_Recorded data_.

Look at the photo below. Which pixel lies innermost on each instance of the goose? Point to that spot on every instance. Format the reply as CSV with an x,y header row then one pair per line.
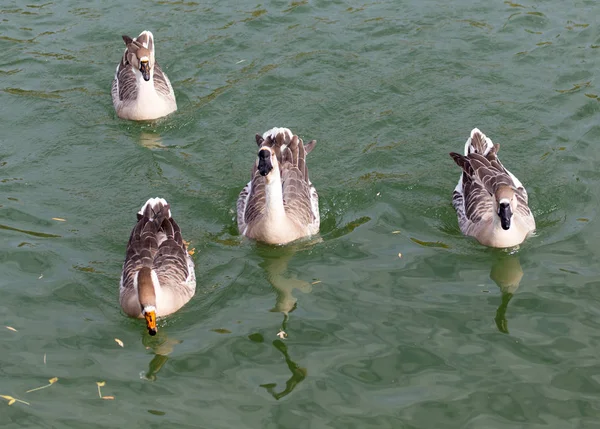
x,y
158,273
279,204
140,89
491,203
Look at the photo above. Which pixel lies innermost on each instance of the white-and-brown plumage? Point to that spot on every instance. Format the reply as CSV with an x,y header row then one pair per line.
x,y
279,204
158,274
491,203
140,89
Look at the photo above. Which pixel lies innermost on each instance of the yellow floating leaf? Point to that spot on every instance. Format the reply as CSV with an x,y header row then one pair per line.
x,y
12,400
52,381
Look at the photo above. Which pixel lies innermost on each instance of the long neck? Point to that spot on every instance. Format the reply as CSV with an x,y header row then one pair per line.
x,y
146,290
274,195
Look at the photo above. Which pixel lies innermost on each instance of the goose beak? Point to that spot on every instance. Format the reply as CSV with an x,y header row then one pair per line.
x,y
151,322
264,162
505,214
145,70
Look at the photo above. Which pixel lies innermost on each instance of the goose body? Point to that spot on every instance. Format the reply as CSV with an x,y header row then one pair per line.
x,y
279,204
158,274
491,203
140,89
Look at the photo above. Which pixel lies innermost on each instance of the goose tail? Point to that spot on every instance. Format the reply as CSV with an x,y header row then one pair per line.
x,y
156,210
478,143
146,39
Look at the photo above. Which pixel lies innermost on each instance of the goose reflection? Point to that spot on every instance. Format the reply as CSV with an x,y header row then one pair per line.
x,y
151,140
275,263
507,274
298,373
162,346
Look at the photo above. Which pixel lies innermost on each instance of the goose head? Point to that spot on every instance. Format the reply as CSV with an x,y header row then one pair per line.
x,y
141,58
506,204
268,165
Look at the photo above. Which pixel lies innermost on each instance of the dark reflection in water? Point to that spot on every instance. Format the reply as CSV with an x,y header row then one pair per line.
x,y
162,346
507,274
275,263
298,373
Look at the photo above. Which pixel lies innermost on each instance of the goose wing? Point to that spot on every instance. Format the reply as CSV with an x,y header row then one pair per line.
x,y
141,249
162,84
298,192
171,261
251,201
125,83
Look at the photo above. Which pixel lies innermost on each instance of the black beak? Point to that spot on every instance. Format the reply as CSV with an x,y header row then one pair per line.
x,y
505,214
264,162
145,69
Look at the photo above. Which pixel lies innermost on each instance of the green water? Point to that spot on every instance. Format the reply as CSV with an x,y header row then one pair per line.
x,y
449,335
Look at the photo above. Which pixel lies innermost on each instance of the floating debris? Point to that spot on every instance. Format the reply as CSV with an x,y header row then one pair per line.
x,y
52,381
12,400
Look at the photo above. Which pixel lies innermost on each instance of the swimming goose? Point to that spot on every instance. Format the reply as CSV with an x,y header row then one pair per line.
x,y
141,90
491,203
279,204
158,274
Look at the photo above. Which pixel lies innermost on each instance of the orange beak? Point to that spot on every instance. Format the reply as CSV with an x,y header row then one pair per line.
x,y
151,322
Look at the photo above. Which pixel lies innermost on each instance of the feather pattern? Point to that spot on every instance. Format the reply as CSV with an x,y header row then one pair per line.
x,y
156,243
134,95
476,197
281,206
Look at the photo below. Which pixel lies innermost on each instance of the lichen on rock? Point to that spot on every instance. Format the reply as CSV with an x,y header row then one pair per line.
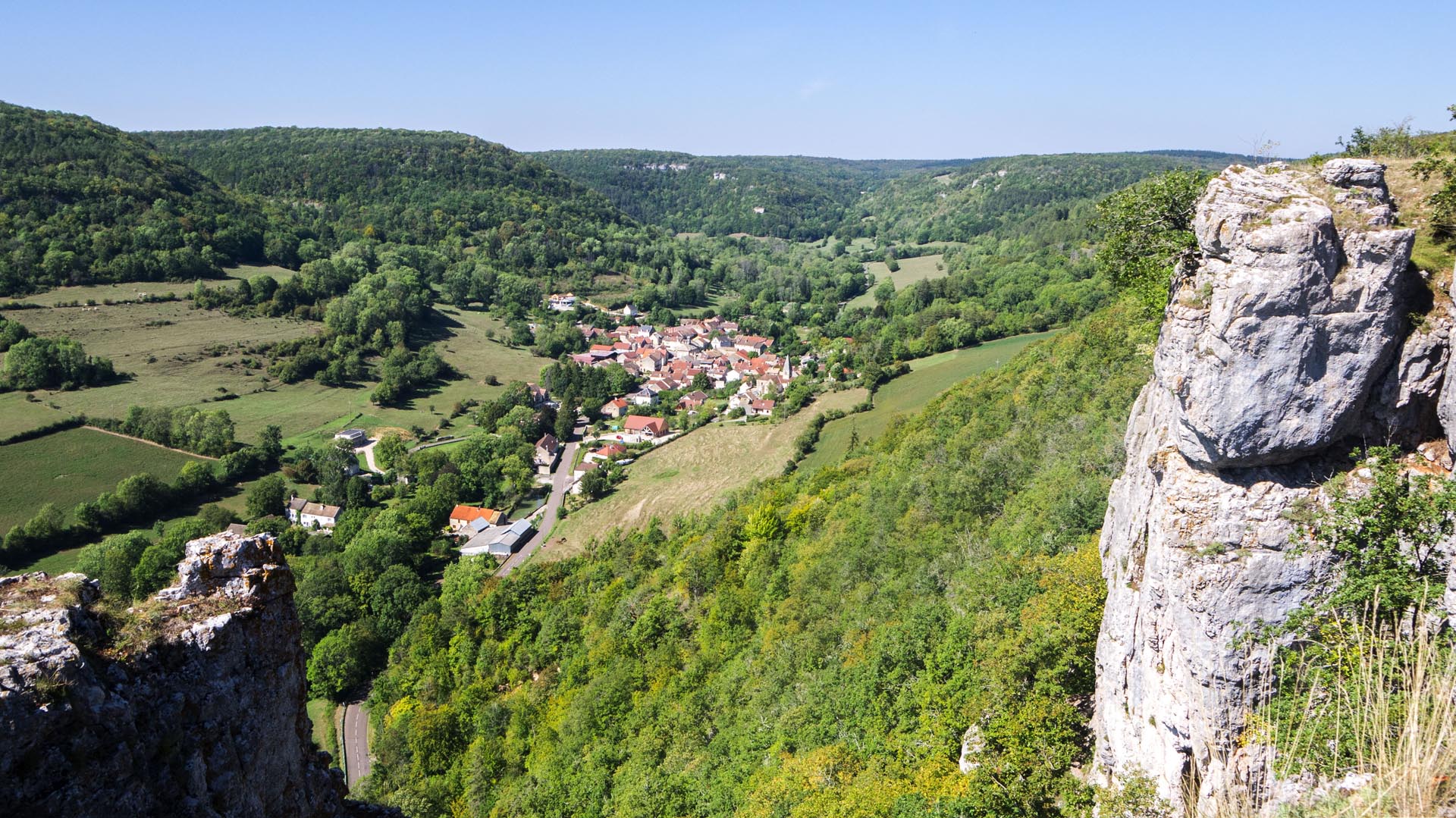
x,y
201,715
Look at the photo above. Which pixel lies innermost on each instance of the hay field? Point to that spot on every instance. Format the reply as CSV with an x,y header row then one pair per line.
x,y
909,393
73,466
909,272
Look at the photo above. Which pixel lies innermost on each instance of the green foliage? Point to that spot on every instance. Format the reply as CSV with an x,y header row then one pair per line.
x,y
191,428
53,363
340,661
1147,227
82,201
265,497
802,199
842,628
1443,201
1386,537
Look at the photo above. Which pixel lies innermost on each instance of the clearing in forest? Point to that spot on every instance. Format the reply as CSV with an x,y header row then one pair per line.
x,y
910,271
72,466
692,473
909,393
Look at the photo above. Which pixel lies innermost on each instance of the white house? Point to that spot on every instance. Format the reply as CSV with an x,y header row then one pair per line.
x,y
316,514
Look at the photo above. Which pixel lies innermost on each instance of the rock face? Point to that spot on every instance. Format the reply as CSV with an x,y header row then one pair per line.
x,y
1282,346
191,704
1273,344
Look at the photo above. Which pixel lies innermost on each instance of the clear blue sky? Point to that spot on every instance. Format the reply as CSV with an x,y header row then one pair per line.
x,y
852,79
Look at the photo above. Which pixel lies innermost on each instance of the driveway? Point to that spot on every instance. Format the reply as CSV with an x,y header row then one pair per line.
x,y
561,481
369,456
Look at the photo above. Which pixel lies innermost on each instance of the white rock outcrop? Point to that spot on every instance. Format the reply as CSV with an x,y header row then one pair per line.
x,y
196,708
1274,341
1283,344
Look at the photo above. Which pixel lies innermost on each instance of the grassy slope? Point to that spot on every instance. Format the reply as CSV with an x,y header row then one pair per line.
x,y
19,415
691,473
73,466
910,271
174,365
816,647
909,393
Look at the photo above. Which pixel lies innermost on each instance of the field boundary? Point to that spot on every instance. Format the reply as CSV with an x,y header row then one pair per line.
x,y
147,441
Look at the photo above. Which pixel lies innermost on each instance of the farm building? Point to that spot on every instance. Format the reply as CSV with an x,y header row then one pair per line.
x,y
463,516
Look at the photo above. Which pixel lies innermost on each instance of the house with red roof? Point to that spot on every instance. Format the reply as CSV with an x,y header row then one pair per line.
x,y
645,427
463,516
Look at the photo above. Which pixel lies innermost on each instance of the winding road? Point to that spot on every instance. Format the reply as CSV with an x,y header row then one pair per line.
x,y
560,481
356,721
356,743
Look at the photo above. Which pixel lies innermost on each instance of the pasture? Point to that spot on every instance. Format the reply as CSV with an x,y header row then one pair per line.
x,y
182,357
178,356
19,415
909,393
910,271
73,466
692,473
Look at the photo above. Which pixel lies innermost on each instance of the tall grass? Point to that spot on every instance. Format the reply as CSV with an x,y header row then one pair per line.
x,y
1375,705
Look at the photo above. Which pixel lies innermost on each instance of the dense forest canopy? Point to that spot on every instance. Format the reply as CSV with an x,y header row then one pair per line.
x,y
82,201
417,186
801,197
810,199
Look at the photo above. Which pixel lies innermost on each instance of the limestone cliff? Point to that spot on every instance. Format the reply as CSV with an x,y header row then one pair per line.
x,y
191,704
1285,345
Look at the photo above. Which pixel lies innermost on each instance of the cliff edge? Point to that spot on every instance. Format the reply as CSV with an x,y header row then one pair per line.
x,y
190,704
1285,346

_What to produce_. Copy out exactly the lines running from the line with "of the tall" to the end of the records, inclusive.

_Answer below_.
Look at the photo above. Which pixel lies innermost on each instance of the tall grass? Point to that spot on every instance. Format the reply as CSV with an x,y header row then one pair per line.
x,y
1375,705
Look at the photo above. Which pixel lies innermost on each instance of the dense forest canopy? Point to that spot on every instance. Format the reply as CSV with an x,y header row then one pair per line.
x,y
82,201
417,186
801,197
810,199
Look at the photo above. Which pixel lies innermost on each instance of the limestone cliff? Point to that spot on every instance. Format the reply as CSV with an x,y header row then one pair per line.
x,y
191,704
1285,345
Look at the photo above. Which pixel lies innermost on each instance of the cliff edge? Point to that spot on every instance. Format the reply as CSV with an x,y header row then one pair per line.
x,y
190,704
1285,346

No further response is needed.